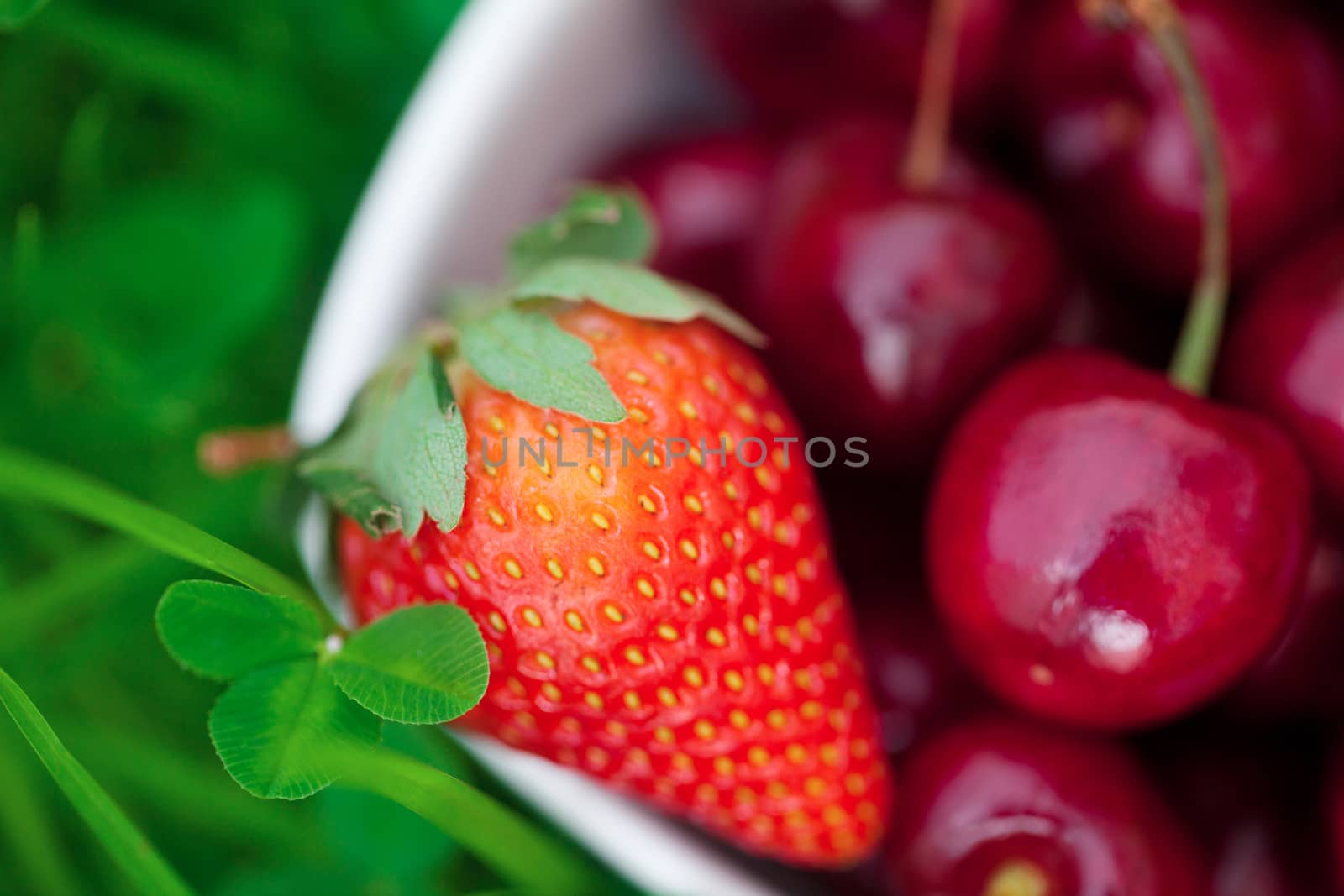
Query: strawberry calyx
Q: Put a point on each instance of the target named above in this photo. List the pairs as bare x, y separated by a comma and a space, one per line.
401, 454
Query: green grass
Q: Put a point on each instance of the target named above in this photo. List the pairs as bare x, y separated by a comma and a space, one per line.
174, 183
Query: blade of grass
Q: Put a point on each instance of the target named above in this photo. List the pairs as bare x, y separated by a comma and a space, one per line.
128, 846
27, 825
73, 591
511, 846
178, 786
192, 74
31, 479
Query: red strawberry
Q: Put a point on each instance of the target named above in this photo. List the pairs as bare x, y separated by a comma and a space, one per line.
676, 629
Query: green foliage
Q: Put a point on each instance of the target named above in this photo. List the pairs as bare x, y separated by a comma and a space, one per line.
273, 726
524, 352
26, 477
15, 13
496, 835
421, 665
402, 454
632, 291
221, 631
127, 846
595, 223
174, 183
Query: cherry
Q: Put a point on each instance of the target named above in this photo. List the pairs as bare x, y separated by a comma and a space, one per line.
1095, 316
1299, 673
1108, 129
999, 808
917, 681
1285, 356
706, 194
1108, 550
902, 301
1335, 815
797, 58
1250, 805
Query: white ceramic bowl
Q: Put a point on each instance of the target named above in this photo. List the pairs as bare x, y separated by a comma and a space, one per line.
523, 97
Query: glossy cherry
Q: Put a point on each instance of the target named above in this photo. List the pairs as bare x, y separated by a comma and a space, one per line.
917, 681
1108, 550
797, 58
706, 194
1285, 356
1109, 132
890, 308
1299, 674
999, 808
1252, 805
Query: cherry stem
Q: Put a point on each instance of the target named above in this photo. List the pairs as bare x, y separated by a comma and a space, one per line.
1196, 352
228, 452
927, 150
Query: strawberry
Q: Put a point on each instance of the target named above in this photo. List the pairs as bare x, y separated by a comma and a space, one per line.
671, 625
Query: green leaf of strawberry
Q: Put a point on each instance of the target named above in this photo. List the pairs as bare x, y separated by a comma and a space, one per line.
631, 291
421, 665
402, 454
522, 351
222, 631
596, 223
276, 727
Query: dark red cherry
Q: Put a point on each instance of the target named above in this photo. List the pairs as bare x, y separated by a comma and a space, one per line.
917, 681
1285, 356
1335, 815
1001, 808
706, 194
1300, 673
1109, 132
889, 308
1108, 550
1253, 805
799, 58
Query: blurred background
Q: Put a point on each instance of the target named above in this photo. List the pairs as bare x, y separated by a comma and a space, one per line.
174, 183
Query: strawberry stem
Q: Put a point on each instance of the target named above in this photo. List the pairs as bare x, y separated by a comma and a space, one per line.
929, 134
228, 452
30, 479
1196, 352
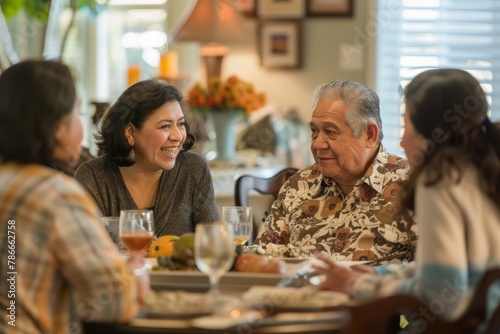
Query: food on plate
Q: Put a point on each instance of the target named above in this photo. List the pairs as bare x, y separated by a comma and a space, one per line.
259, 264
163, 246
275, 250
182, 257
184, 247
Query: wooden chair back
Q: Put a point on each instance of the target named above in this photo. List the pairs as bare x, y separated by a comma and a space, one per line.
267, 186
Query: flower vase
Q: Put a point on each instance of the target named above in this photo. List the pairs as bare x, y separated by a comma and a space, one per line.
224, 125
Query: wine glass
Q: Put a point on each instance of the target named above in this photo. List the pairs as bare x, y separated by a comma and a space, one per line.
240, 217
213, 251
136, 229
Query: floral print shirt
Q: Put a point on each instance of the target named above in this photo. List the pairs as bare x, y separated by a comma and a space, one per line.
312, 213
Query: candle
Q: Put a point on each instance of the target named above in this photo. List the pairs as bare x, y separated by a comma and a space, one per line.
169, 65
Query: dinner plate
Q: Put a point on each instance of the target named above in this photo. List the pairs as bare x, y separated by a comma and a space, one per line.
185, 305
287, 299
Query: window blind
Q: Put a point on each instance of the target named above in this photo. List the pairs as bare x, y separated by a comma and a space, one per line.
416, 35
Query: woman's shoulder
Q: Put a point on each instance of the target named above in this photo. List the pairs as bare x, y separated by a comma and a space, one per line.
45, 184
96, 165
194, 160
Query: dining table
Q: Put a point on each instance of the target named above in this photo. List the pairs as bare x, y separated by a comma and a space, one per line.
324, 315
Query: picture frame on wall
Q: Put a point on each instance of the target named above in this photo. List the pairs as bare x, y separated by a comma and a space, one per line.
280, 44
281, 9
330, 8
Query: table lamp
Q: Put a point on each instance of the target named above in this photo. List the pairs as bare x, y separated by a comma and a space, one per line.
212, 23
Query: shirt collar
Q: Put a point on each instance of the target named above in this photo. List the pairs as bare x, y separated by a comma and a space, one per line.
374, 175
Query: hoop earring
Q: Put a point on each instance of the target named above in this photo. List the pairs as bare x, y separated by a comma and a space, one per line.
131, 155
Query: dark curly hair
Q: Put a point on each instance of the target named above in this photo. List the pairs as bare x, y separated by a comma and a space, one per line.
135, 105
35, 96
449, 108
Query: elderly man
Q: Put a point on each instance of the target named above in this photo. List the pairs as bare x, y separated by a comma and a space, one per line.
348, 203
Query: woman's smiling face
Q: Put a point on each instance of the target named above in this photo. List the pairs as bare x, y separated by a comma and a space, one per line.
160, 139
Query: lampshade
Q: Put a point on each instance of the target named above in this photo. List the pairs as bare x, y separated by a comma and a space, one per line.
208, 21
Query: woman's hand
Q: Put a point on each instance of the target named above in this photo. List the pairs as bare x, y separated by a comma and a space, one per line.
136, 265
364, 269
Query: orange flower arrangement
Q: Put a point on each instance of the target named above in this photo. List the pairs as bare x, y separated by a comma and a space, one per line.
234, 94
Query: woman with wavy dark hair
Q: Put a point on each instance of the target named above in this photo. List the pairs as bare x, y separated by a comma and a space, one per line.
52, 244
454, 192
144, 140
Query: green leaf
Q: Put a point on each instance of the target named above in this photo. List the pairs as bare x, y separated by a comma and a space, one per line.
39, 9
11, 7
93, 5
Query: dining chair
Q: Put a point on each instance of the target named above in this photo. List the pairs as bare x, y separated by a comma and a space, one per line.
382, 315
266, 186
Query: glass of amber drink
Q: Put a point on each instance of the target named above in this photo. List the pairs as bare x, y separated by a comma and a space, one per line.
136, 229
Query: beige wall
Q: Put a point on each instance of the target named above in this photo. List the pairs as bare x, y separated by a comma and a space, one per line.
323, 42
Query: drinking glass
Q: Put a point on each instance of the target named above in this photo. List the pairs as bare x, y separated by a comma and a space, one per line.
240, 217
213, 251
136, 229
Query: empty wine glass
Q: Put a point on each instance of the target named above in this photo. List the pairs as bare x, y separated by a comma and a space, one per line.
136, 229
240, 217
213, 251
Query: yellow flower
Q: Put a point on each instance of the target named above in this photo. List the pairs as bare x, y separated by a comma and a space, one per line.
233, 94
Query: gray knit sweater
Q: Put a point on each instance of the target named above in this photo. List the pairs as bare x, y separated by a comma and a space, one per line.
185, 195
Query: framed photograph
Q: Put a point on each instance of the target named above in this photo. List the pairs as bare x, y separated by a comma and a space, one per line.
280, 44
281, 9
330, 8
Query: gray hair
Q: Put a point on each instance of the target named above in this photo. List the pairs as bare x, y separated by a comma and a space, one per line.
362, 104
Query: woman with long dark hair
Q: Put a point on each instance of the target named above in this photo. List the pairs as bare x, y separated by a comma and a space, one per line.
454, 191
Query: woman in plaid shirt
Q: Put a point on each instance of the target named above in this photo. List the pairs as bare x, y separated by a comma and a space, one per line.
51, 243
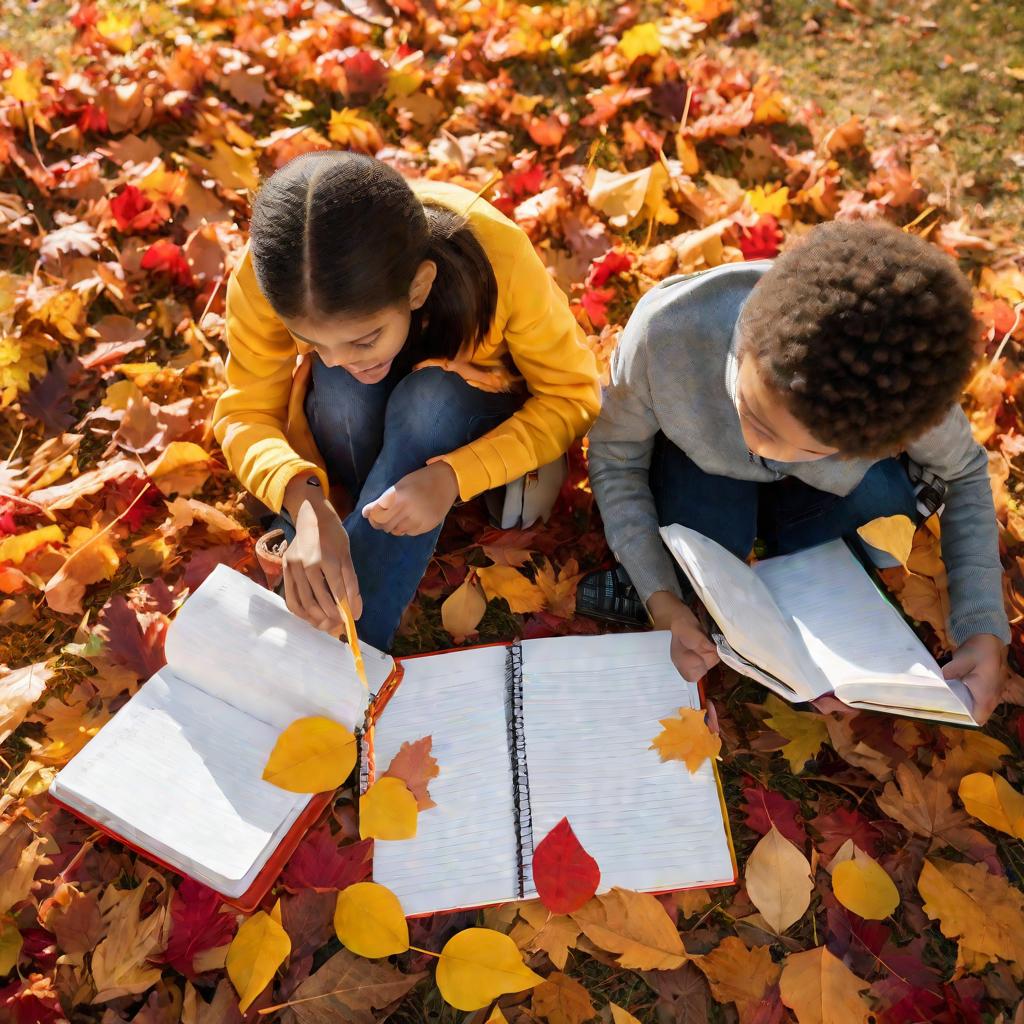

[Your instructions] Please pull out each line of the data above that contains the word "flower" and copy it. Case counts.

[Full output]
Query: flower vase
Query: orange flower arrangement
Query: yellow flower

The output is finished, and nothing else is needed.